Problems and tasks:
A - Transcribe the part of the forum thread about bars in Bur Dubai and Karama between "## The Rascal" and "the Music Room.", inclusive.
B - In the forum thread about bars in Bur Dubai and Karama, which hotel does Felixtoo2 say Marines is in?
C - Resume the forum thread about bars in Bur Dubai and Karama from the point where it stops.

Document:
::::

# Where to go for a drink in Bur Dubai or Karama area



## stamboy (Apr 1, 2013)

Planning on going for a drink in one of these areas but not familiar with any places. Would prefer a place that isnt too expensive and one that isnt too noisy as we will want to talk without shouting!

Any recommendations?


----------



## The Rascal (Aug 6, 2014)

Start at the Panorama, then across the road to Lucien, then Goodfellas, the downstairs bar at York, finish in the Music Room.

Sorted.


----------



## Felixtoo2 (Jan 16, 2009)

If you're starting early TGIT Bar in Astoria will provide plenty of early afternoon entertainment. A couple of other well know haunts are Marines in the Sea View Hotel, the club in the Howard Johnston Hotel just around the corner is good for a game of pool and Ratsky's in the imaginatively named Karama Hotel should have something for everyone lol.


----------



## Mr Rossi (May 16, 2009)

Goodfellas, possibly Barrels but it feels more hotel bar than a pub.


----------



## BedouGirl (Sep 15, 2011)

The bar at the top of the Kris Kin. Great views too!


----------



## stamboy (Apr 1, 2013)

Thanks for all the advice


----------



## Standanista (Sep 26, 2014)

What, no Rock Bottom???


----------



## BedouGirl (Sep 15, 2011)

::::

Supplied material:
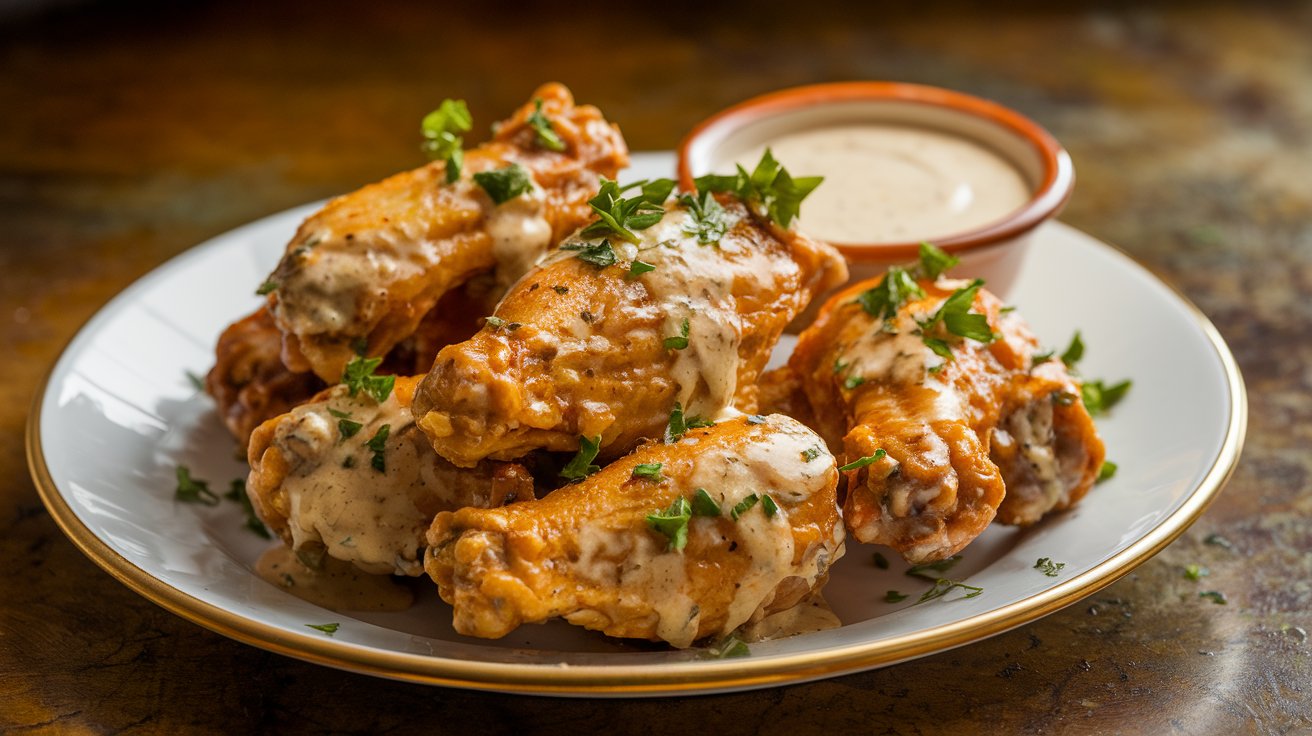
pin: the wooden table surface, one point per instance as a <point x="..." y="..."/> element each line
<point x="131" y="133"/>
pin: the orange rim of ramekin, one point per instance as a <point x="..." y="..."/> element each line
<point x="1047" y="200"/>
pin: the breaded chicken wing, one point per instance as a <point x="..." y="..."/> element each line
<point x="361" y="273"/>
<point x="356" y="480"/>
<point x="249" y="385"/>
<point x="673" y="542"/>
<point x="605" y="337"/>
<point x="950" y="440"/>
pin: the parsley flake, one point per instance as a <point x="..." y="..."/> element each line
<point x="504" y="184"/>
<point x="619" y="215"/>
<point x="360" y="377"/>
<point x="673" y="522"/>
<point x="378" y="445"/>
<point x="862" y="462"/>
<point x="678" y="341"/>
<point x="1047" y="567"/>
<point x="744" y="505"/>
<point x="705" y="505"/>
<point x="648" y="471"/>
<point x="581" y="466"/>
<point x="600" y="255"/>
<point x="539" y="123"/>
<point x="193" y="490"/>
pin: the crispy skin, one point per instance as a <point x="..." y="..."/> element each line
<point x="945" y="434"/>
<point x="588" y="554"/>
<point x="358" y="514"/>
<point x="371" y="264"/>
<point x="583" y="348"/>
<point x="251" y="385"/>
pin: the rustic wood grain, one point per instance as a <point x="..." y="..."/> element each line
<point x="130" y="133"/>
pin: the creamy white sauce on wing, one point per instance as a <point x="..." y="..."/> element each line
<point x="357" y="513"/>
<point x="896" y="184"/>
<point x="335" y="584"/>
<point x="648" y="575"/>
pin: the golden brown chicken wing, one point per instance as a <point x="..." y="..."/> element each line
<point x="946" y="433"/>
<point x="356" y="480"/>
<point x="361" y="273"/>
<point x="605" y="336"/>
<point x="672" y="542"/>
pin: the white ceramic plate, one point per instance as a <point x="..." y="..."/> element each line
<point x="118" y="415"/>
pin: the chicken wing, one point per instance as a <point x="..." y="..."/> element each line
<point x="673" y="542"/>
<point x="605" y="337"/>
<point x="354" y="479"/>
<point x="360" y="274"/>
<point x="946" y="437"/>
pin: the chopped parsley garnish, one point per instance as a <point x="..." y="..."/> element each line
<point x="193" y="490"/>
<point x="769" y="185"/>
<point x="236" y="492"/>
<point x="504" y="184"/>
<point x="933" y="261"/>
<point x="1073" y="352"/>
<point x="638" y="268"/>
<point x="883" y="299"/>
<point x="707" y="221"/>
<point x="941" y="566"/>
<point x="678" y="341"/>
<point x="441" y="130"/>
<point x="728" y="648"/>
<point x="705" y="505"/>
<point x="943" y="587"/>
<point x="862" y="462"/>
<point x="539" y="123"/>
<point x="1047" y="567"/>
<point x="1106" y="471"/>
<point x="619" y="215"/>
<point x="955" y="315"/>
<point x="1098" y="398"/>
<point x="673" y="522"/>
<point x="1218" y="541"/>
<point x="678" y="424"/>
<point x="648" y="471"/>
<point x="345" y="425"/>
<point x="581" y="466"/>
<point x="744" y="505"/>
<point x="600" y="255"/>
<point x="360" y="377"/>
<point x="378" y="445"/>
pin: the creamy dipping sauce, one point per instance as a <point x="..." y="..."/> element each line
<point x="896" y="184"/>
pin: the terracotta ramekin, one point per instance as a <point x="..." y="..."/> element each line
<point x="993" y="252"/>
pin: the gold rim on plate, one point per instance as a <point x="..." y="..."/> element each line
<point x="665" y="678"/>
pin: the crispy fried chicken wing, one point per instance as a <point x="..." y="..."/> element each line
<point x="959" y="433"/>
<point x="251" y="385"/>
<point x="592" y="344"/>
<point x="588" y="552"/>
<point x="318" y="482"/>
<point x="361" y="273"/>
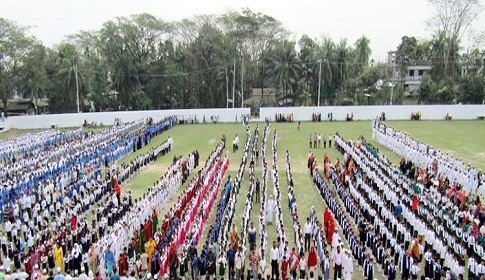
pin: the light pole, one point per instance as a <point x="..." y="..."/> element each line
<point x="392" y="92"/>
<point x="319" y="81"/>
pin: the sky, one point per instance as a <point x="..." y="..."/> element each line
<point x="384" y="22"/>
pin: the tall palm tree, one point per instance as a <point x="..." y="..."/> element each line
<point x="344" y="54"/>
<point x="328" y="56"/>
<point x="70" y="61"/>
<point x="362" y="52"/>
<point x="286" y="67"/>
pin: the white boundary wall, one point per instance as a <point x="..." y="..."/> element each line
<point x="398" y="112"/>
<point x="108" y="118"/>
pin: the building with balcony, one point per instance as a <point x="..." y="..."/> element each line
<point x="413" y="75"/>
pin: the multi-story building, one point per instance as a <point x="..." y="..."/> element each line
<point x="413" y="75"/>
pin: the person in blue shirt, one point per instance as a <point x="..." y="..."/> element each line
<point x="231" y="256"/>
<point x="398" y="211"/>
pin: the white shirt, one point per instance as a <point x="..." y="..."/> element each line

::::

Answer set:
A -
## The Rascal (Aug 6, 2014)

Start at the Panorama, then across the road to Lucien, then Goodfellas, the downstairs bar at York, finish in the Music Room.

B - The Sea View Hotel.

C -
Standanista said:


> What, no Rock Bottom???


He wanted to go somewhere he could talk without having to shout


----------



## Standanista (Sep 26, 2014)

BedouGirl said:


> He wanted to go somewhere he could talk without having to shout


That mad bloke who plays pool and looks like Doc Brown off Back To The Future shouts even when it's empty.


----------



## BedouGirl (Sep 15, 2011)

Standanista said:


> That mad bloke who plays pool and looks like Doc Brown off Back To The Future shouts even when it's empty.


Hahaha - I can't remember his name but I think I know who you mean. He's been going there for years.


----------



## Standanista (Sep 26, 2014)

BedouGirl said:


> Hahaha - I can't remember his name but I think I know who you mean. He's been going there for years.


He's good value alright.

"I LIKE YOU!"


----------



## The Rascal (Aug 6, 2014)

Standanista said:


> That mad bloke who plays pool and looks like Doc Brown off Back To The Future shouts even when it's empty.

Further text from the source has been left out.